The exercise:
Please rewrite the entries below with "a single pin" replaced by "one marker" wherever it appears, leaving everything else unchanged.

Task data:
::::

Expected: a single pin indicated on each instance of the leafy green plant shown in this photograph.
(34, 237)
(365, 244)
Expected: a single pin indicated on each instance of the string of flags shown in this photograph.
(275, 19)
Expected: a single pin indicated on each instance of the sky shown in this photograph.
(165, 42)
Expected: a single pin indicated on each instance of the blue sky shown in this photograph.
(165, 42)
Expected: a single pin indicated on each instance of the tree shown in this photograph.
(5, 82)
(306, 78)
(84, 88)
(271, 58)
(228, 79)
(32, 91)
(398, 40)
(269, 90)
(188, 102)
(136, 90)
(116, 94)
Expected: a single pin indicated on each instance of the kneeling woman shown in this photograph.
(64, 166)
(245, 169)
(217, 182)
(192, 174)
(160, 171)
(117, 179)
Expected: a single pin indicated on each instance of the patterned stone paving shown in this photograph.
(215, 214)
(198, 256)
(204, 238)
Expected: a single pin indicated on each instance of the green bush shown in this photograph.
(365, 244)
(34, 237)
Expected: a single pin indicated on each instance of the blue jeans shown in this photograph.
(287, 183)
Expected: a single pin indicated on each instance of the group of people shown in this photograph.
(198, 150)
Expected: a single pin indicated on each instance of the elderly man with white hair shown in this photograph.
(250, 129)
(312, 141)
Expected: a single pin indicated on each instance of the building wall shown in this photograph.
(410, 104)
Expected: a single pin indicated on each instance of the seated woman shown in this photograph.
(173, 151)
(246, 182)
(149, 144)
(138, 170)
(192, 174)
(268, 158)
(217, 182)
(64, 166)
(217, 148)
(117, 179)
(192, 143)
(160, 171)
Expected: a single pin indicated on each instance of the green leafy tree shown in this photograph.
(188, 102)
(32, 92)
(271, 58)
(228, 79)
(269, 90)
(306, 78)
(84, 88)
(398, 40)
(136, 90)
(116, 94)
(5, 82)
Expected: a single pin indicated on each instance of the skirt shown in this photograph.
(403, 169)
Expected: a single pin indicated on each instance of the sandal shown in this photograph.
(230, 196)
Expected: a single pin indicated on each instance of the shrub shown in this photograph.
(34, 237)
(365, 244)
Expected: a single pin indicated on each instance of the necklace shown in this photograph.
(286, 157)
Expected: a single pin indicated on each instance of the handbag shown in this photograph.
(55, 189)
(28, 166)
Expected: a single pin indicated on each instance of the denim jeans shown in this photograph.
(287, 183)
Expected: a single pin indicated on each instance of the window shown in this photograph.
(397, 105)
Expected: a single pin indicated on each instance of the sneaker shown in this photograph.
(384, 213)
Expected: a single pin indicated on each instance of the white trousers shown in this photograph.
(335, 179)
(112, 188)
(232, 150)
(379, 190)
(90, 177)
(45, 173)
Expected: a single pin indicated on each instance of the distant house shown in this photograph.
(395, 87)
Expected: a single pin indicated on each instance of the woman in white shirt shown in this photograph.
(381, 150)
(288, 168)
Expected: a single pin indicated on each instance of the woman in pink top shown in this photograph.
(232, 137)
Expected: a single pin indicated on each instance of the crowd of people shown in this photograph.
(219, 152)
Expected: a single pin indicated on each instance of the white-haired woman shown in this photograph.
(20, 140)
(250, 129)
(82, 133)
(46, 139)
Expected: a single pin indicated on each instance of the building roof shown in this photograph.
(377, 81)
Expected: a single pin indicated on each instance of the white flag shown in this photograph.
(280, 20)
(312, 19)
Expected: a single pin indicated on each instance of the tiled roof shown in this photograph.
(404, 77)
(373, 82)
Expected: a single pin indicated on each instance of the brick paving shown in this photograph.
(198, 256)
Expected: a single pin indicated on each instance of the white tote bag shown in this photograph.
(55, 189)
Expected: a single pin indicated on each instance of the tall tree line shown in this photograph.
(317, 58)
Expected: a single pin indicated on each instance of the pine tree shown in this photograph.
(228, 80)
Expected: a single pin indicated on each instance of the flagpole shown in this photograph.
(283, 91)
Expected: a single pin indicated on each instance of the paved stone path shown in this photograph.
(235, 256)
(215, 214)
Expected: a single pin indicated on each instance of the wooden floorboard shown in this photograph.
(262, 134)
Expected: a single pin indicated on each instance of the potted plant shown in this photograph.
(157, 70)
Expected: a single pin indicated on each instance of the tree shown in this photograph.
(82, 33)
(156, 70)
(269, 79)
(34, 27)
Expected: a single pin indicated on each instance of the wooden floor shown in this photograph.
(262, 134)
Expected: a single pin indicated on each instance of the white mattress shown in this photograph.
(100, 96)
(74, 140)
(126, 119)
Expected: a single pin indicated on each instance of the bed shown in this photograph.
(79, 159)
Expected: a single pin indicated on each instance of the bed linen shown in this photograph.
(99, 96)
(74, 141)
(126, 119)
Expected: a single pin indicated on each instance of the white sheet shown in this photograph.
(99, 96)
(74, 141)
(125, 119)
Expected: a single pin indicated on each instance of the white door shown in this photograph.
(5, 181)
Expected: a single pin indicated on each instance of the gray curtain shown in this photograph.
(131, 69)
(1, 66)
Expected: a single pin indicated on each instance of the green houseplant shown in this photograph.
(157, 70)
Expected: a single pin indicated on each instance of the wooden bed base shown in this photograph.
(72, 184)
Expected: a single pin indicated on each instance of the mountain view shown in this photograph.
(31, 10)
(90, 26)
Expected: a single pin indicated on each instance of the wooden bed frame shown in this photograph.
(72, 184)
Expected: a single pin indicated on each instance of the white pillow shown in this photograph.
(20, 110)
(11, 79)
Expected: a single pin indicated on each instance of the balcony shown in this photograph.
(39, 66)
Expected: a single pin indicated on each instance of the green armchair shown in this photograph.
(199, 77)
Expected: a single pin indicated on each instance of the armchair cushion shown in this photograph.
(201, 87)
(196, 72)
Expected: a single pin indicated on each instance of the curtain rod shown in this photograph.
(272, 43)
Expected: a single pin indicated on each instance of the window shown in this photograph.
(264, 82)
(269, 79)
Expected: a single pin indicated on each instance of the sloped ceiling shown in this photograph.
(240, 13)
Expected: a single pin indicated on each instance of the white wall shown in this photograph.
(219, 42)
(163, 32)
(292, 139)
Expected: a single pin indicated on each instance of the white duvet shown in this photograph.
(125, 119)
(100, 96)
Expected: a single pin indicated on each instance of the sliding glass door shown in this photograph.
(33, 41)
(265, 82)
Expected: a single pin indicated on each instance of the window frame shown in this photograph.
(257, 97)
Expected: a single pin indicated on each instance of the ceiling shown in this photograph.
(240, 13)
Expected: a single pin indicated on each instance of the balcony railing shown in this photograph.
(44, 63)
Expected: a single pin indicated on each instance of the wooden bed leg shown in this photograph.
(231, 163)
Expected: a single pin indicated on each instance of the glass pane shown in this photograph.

::::

Expected output:
Expected: one marker indicated on each instance of the leafy green plant shown in this photograph.
(34, 237)
(365, 244)
Expected: one marker indicated on each instance of the string of flags shown in this photograph.
(275, 19)
Expected: one marker indicated on each instance of the sky shown in this photograph.
(165, 42)
Expected: one marker indicated on each instance of the blue sky shown in this photograph.
(165, 42)
Expected: one marker indicated on each instance of the tree shown in this photograph.
(5, 82)
(306, 78)
(84, 88)
(271, 58)
(228, 79)
(32, 91)
(398, 40)
(269, 90)
(188, 102)
(136, 90)
(116, 94)
Expected: one marker indicated on each instance of the kneeling woman shown in this photograph.
(64, 166)
(245, 169)
(217, 182)
(192, 174)
(160, 171)
(117, 179)
Expected: one marker indicated on each instance of the patterned stone paving shown in this photograph.
(215, 214)
(198, 256)
(204, 238)
Expected: one marker indicated on each instance of the green bush shown in this photograph.
(365, 244)
(34, 237)
Expected: one marker indicated on each instance of the blue jeans shown in this photograph.
(287, 183)
Expected: one marker indicated on each instance of the group of people shown in this photograph.
(198, 150)
Expected: one marker indicated on each instance of the elderly man with white hair shown in this photograph.
(250, 129)
(312, 141)
Expected: one marker indicated on each instance of the building wall shown in this photograph.
(410, 104)
Expected: one marker indicated on each instance of the seated woman shown in this photograph.
(173, 151)
(246, 182)
(149, 144)
(138, 170)
(192, 174)
(268, 158)
(217, 182)
(64, 166)
(217, 148)
(117, 179)
(192, 143)
(160, 171)
Expected: one marker indicated on each instance of the green leafy tree shown in this photograph.
(188, 102)
(32, 92)
(271, 58)
(228, 79)
(269, 90)
(306, 78)
(84, 88)
(398, 40)
(136, 90)
(116, 94)
(5, 82)
Expected: one marker indicated on each instance of the skirt shown in this photograph.
(403, 169)
Expected: one marker indicated on each instance of the sandal shown in this photograph.
(230, 196)
Expected: one marker indicated on each instance of the shrub shown in this photograph.
(34, 237)
(365, 244)
Expected: one marker indicated on each instance of the necklace shown in this photograph.
(286, 157)
Expected: one marker indicated on each instance of the handbag shown in this photograph.
(55, 189)
(28, 166)
Expected: one marker indicated on each instance of the denim jeans shown in this photograph.
(287, 183)
Expected: one marker indicated on each instance of the window shown in this photograph.
(397, 105)
Expected: one marker indicated on each instance of the sneaker shown in this photograph.
(384, 213)
Expected: one marker indicated on each instance of the white trousers shown in this photograph.
(335, 179)
(112, 188)
(232, 150)
(379, 190)
(90, 177)
(45, 173)
Expected: one marker indicated on each instance of the distant house shown in this photograph.
(395, 87)
Expected: one marker indicated on each instance of the woman in white shirt shown in this photograph.
(381, 150)
(288, 168)
Expected: one marker indicated on each instance of the woman in pink top shown in this photograph.
(232, 137)
Expected: one marker indicated on each instance of the crowd of people shown in this photograph.
(219, 152)
Expected: one marker indicated on each instance of the white-haired woman shown in this photograph.
(20, 140)
(250, 129)
(82, 133)
(46, 139)
Expected: one marker indicated on each instance of the building roof shown in this photograph.
(377, 81)
Expected: one marker indicated on each instance of the white flag shown in this photograph.
(280, 20)
(312, 19)
Expected: one marker indicated on each instance of the tiled roof shown in this photograph.
(404, 77)
(373, 82)
Expected: one marker indicated on each instance of the brick paving shown in this photograph.
(198, 256)
Expected: one marker indicated on each instance of the white tote bag shown in this photograph.
(55, 189)
Expected: one marker indicated on each instance of the tall tree line shown in this photograph.
(317, 58)
Expected: one marker indicated on each instance of the pine tree shown in this photograph.
(228, 80)
Expected: one marker indicated on each instance of the flagpole shown in this photograph.
(283, 91)
Expected: one marker indicated on each instance of the paved stone path shown in this photograph.
(235, 256)
(215, 214)
Expected: one marker indicated on each instance of the wooden floorboard shown in this photograph.
(262, 134)
Expected: one marker indicated on each instance of the potted plant shown in this photograph.
(157, 70)
Expected: one marker indicated on each instance of the tree shown in this photograph.
(82, 33)
(156, 70)
(269, 79)
(34, 27)
Expected: one marker indicated on each instance of the wooden floor shown in this photograph.
(262, 134)
Expected: one marker indicated on each instance of the white mattress shown in this photograph.
(100, 96)
(74, 140)
(126, 119)
Expected: one marker indicated on each instance of the bed shown in this photograph.
(79, 159)
Expected: one marker indicated on each instance of the bed linen shown in this photograph.
(99, 96)
(74, 141)
(126, 119)
Expected: one marker indicated on each instance of the white sheet shown in this photograph.
(99, 96)
(74, 141)
(125, 119)
Expected: one marker indicated on each instance of the white door shown in this photograph.
(5, 181)
Expected: one marker indicated on each instance of the gray curtain shown in this photograph.
(131, 69)
(1, 66)
Expected: one marker indicated on each instance of the green houseplant shown in this photograph.
(157, 70)
Expected: one marker indicated on each instance of the wooden bed base shown in this photograph.
(72, 184)
Expected: one marker indicated on each instance of the mountain view shown in this photograph.
(31, 10)
(90, 26)
Expected: one marker indicated on each instance of the wooden bed frame shown in this photograph.
(72, 184)
Expected: one marker indicated on each instance of the white pillow shown in this photograph.
(20, 110)
(11, 79)
Expected: one marker indicated on each instance of the balcony shown in this photograph.
(39, 66)
Expected: one marker indicated on each instance of the green armchair shown in this photograph.
(199, 77)
Expected: one marker indicated on each instance of the armchair cushion shown in this photograph.
(201, 87)
(196, 72)
Expected: one marker indicated on each instance of the curtain rod shown in this photograph.
(272, 43)
Expected: one marker indicated on each instance of the window shown in this photograph.
(264, 82)
(269, 79)
Expected: one marker indicated on each instance of the sloped ceiling shown in this photograph.
(240, 13)
Expected: one marker indicated on each instance of the white wall shown in this photograph.
(219, 42)
(163, 32)
(292, 139)
Expected: one marker indicated on each instance of the white duvet shown in this photograph.
(125, 119)
(100, 96)
Expected: one marker indicated on each instance of the sliding glass door shown in this photograph.
(33, 41)
(265, 82)
Expected: one marker indicated on each instance of the window frame shown in this photograph.
(257, 97)
Expected: one marker indicated on each instance of the ceiling shown in this photograph.
(240, 13)
Expected: one marker indicated on each instance of the balcony railing shown in this photograph.
(44, 63)
Expected: one marker indicated on each instance of the wooden bed leg shown in this photograph.
(231, 163)
Expected: one marker indicated on each instance of the glass pane shown in this photograph.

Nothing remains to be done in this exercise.